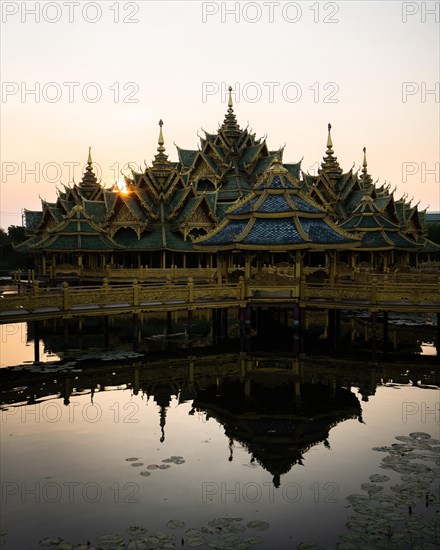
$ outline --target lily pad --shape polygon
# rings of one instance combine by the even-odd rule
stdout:
[[[99,545],[103,548],[113,549],[116,545],[124,542],[124,539],[120,535],[100,535],[96,538]]]
[[[148,475],[150,475],[150,472],[147,472]],[[142,472],[140,473],[142,475]],[[148,531],[146,527],[142,527],[142,525],[130,525],[126,529],[127,533],[130,533],[132,535],[143,535]]]
[[[425,432],[412,432],[409,436],[413,439],[431,439],[431,436]]]
[[[41,546],[57,546],[63,542],[63,539],[61,537],[46,537],[43,540],[40,540]]]
[[[269,524],[266,521],[250,521],[246,525],[249,529],[255,529],[257,531],[266,531],[266,529],[269,529]]]
[[[380,474],[373,474],[370,476],[370,481],[373,481],[374,483],[384,483],[385,481],[389,481],[390,478],[386,475],[380,475]]]
[[[167,523],[168,529],[183,529],[185,527],[185,522],[180,519],[170,519]]]

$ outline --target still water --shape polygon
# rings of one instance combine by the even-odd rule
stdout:
[[[53,327],[44,366],[32,327],[16,329],[1,358],[5,550],[438,544],[438,367],[146,357],[120,330],[104,351],[87,331],[66,348]]]

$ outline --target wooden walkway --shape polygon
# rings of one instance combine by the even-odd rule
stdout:
[[[440,313],[440,278],[435,283],[403,283],[386,278],[369,283],[308,283],[305,279],[280,284],[258,281],[214,284],[168,281],[164,284],[32,289],[0,297],[0,324],[54,317],[99,316],[141,312],[278,306],[370,312]]]

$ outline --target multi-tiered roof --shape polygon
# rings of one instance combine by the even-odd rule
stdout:
[[[318,174],[304,173],[301,162],[282,163],[283,149],[270,151],[240,127],[231,91],[223,124],[205,132],[198,150],[177,147],[178,162],[165,153],[160,121],[152,165],[125,176],[123,191],[97,180],[89,149],[79,184],[63,186],[41,211],[25,211],[30,238],[19,249],[64,250],[69,239],[70,250],[84,252],[439,249],[426,239],[424,212],[373,183],[365,148],[360,173],[344,172],[329,124]]]

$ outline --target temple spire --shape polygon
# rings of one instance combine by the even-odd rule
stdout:
[[[159,147],[157,148],[157,150],[159,151],[159,153],[163,153],[165,151],[165,147],[163,146],[165,141],[163,139],[163,133],[162,133],[162,126],[163,126],[163,120],[160,119],[159,120],[159,127],[160,127],[160,130],[159,130],[159,139],[158,139],[158,144],[159,144]]]
[[[328,123],[328,137],[327,137],[327,151],[326,151],[327,155],[333,155],[333,152],[334,152],[333,151],[333,142],[332,142],[331,130],[332,130],[332,125],[329,122]]]
[[[361,174],[361,177],[360,177],[360,181],[362,183],[362,186],[365,188],[365,187],[369,187],[373,180],[370,176],[370,174],[368,173],[367,171],[367,166],[368,166],[368,163],[367,163],[367,148],[364,147],[362,149],[363,153],[364,153],[364,160],[362,161],[362,174]]]
[[[163,139],[162,132],[163,120],[159,120],[159,139],[157,143],[159,147],[157,148],[157,155],[154,155],[153,160],[153,170],[160,175],[166,176],[170,170],[170,161],[168,160],[168,155],[165,154],[165,140]]]
[[[331,136],[332,125],[328,123],[327,150],[321,163],[321,169],[318,173],[325,172],[328,176],[338,178],[342,174],[342,168],[339,166],[338,157],[334,156],[333,141]]]
[[[82,180],[79,183],[81,193],[86,199],[93,198],[96,191],[100,188],[98,180],[93,172],[92,162],[92,148],[89,147],[89,154],[87,156],[87,166],[83,174]]]
[[[237,119],[234,113],[234,104],[232,102],[232,86],[229,86],[229,98],[228,98],[228,112],[226,113],[225,120],[223,121],[222,129],[228,136],[238,136],[241,133],[240,127],[237,124]]]

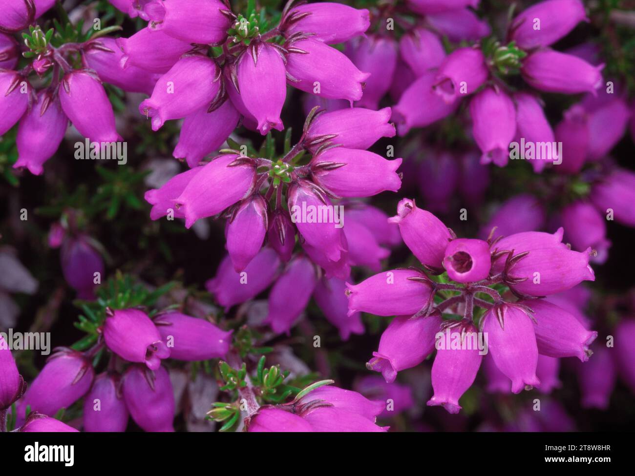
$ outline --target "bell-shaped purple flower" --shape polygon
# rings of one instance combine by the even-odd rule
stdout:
================================
PROBLEM DETAILS: Return each line from the rows above that contains the string "shape".

WRITTEN SOLUTION:
$ outline --target lily pad --shape polygon
$ outline --target still water --shape polygon
$ outline --target wooden walkway --shape polygon
$ outline --target multi-tiered roof --shape polygon
$ outline --target temple spire --shape polygon
$ outline --target "bell-shaped purple flower" --shape polygon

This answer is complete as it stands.